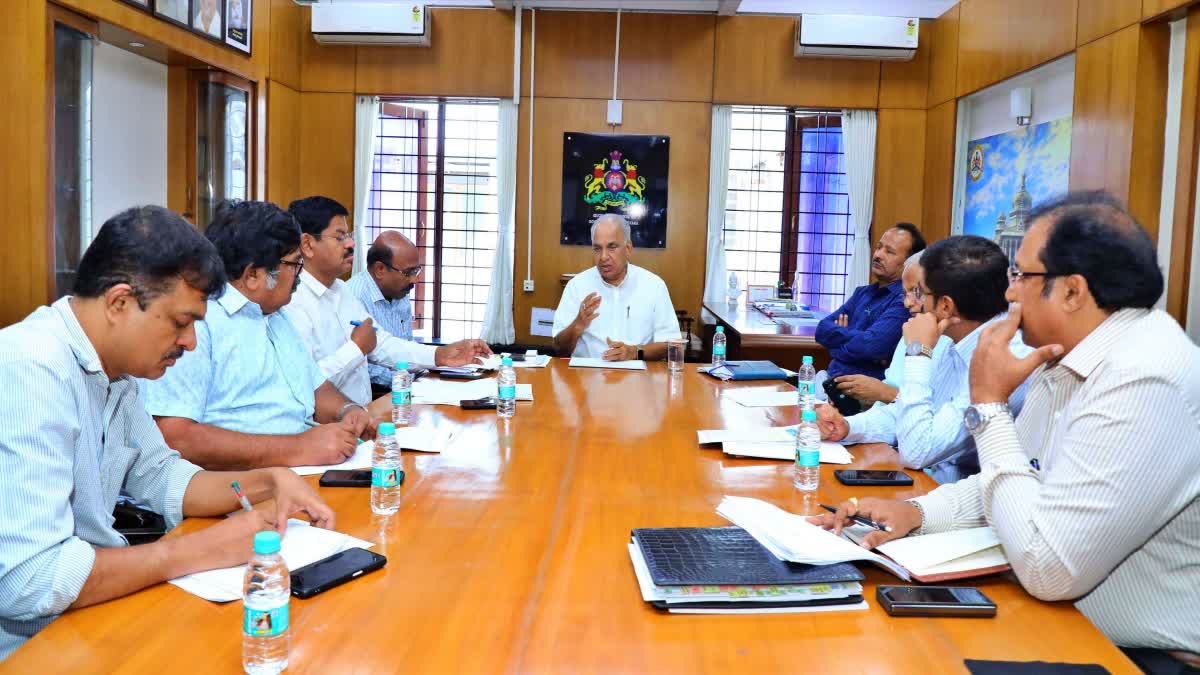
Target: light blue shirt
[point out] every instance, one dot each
(394, 316)
(70, 442)
(925, 420)
(250, 372)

◇ ◇ ◇ ◇

_AIM_
Please reproduce every line of the data above except the pictures, scaling each point coordinate by 2.1 and rounding it to a whole number, with halves rounded up.

_EXERCISE ANSWER_
Target: light blue shirt
[point out] every instance, one dot each
(827, 664)
(147, 928)
(1943, 882)
(525, 781)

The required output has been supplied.